- _WHAT IS NEEDED_: Reproduce the lines below, changing every occurrence of "Indicate" to "Locate" and keeping everything else the same.

- _DATASET CONTENT_:

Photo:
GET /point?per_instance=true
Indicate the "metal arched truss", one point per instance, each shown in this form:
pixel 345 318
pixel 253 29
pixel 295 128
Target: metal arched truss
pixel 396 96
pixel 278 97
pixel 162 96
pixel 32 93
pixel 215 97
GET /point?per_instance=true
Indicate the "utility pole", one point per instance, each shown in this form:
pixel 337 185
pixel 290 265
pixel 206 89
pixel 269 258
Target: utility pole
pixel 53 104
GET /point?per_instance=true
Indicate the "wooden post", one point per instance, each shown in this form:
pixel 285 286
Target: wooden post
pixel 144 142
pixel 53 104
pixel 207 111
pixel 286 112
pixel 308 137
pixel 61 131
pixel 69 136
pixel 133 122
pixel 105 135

- _ANSWER TO THIS PROBLEM_:
Photo:
GET /point?per_instance=true
Locate the "metal arched truss", one point per instance, each shown in this form:
pixel 345 318
pixel 253 29
pixel 295 128
Target: metal arched truss
pixel 396 96
pixel 278 97
pixel 162 96
pixel 32 93
pixel 215 97
GET /point?per_instance=true
Locate the "utility pole", one point per instance, each shown in this form:
pixel 337 185
pixel 290 265
pixel 206 89
pixel 269 258
Target: utility pole
pixel 53 104
GET /point?per_instance=true
Locate the "wooden post", one point per instance, each shown in this form:
pixel 285 286
Target: wooden post
pixel 144 142
pixel 53 104
pixel 207 111
pixel 286 112
pixel 308 137
pixel 61 131
pixel 69 136
pixel 133 122
pixel 105 135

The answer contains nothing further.